Excerpted text Block Start

When the C-terminal conserved glycine residue in ubiquitin and Ufm1, essential for conjugation, is substituted with alanine residue, ubiquitin and Ufm1 form stable conjugates with the target proteins, which acquire resistance against attacks of deconjugating enzymes (16). Taking advantage of this property, the FLAG-tagged Ufm1G82A mutant was constructed. The mutant, in which the C-terminal glycine residue was substituted with an alanine residue, was expressed in HEK293 cells. Thereafter, the lysates were immunoprecipitated with anti-FLAG antibody, and the immunoprecipitants were then subjected to direct nanoflow LC-MS/MS analysis (26) in order to isolate the interacting protein(s), including target protein(s) (supplemental Table 1). A new uncharacterized protein, C20orf116, was identified as a Ufm1-interacting protein. C20orf116 is composed of 314 amino acids with a predicted molecular mass of ∼38 kDa and has a C-terminal proteasome-COP9-initiation factor (PCI) domain (Fig. 1A), which is found in proteins known to be involved in the formation of very large protein complexes like the proteasome and signalosome (27 –29). This protein was also identified as a Ufc1-interacting protein by LC-MS/MS analysis using Ufc1 as bait (data not shown). This protein is conserved in multicellular organisms but not in yeasts, like Ufm1, Uba5, Ufc1, and UfSPs (16, 19) (supplemental Fig. 1). Immunoblot analysis with anti-C20orf116 antibody showed ubiquitous expression although with tissue-specific differences (e.g. specifically highly expressed in the liver) (Fig. 1B).

Excerpted text Block End

» **About this task**:
List every figure and table reference that appears in the excerpt on Ufm1, in the order in which they occur. The lines that follow the excerpt on Ufm1 are not needed for any of the work here.

Recorded data Block Start

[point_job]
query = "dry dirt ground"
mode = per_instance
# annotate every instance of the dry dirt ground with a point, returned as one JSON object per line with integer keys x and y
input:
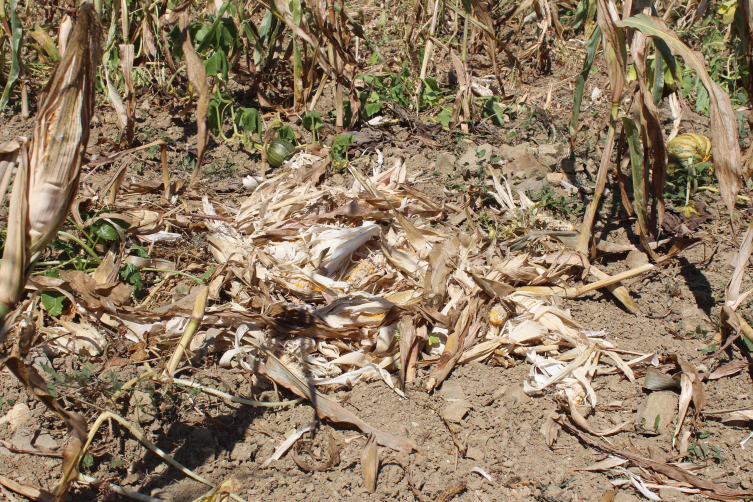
{"x": 501, "y": 431}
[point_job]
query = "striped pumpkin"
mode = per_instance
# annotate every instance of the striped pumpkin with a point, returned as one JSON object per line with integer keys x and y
{"x": 686, "y": 151}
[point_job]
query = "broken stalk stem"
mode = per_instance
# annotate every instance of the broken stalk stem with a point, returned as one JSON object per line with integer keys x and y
{"x": 193, "y": 325}
{"x": 601, "y": 181}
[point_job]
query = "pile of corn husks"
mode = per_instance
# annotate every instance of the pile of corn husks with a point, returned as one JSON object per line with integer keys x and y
{"x": 369, "y": 282}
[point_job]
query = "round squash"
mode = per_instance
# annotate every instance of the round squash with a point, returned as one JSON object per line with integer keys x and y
{"x": 686, "y": 151}
{"x": 278, "y": 151}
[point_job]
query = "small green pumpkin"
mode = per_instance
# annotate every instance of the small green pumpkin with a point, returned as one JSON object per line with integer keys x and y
{"x": 278, "y": 151}
{"x": 686, "y": 151}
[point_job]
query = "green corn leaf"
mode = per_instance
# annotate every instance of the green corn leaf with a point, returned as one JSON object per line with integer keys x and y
{"x": 313, "y": 122}
{"x": 724, "y": 134}
{"x": 658, "y": 78}
{"x": 204, "y": 45}
{"x": 53, "y": 302}
{"x": 593, "y": 44}
{"x": 445, "y": 117}
{"x": 340, "y": 146}
{"x": 636, "y": 165}
{"x": 286, "y": 132}
{"x": 216, "y": 64}
{"x": 15, "y": 45}
{"x": 105, "y": 230}
{"x": 44, "y": 40}
{"x": 250, "y": 120}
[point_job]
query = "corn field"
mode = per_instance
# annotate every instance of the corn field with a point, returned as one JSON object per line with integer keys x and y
{"x": 605, "y": 152}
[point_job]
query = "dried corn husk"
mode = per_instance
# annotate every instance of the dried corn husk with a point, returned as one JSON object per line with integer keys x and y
{"x": 47, "y": 182}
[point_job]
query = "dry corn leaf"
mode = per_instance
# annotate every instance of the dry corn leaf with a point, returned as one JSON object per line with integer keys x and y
{"x": 325, "y": 408}
{"x": 724, "y": 135}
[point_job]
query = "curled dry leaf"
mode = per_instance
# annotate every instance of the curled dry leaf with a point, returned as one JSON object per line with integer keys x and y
{"x": 370, "y": 463}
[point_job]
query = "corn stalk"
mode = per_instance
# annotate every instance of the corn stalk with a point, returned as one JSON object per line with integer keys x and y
{"x": 47, "y": 180}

Recorded data Block End

» **Written reply**:
supplemental Table 1, Fig. 1A, supplemental Fig. 1, Fig. 1B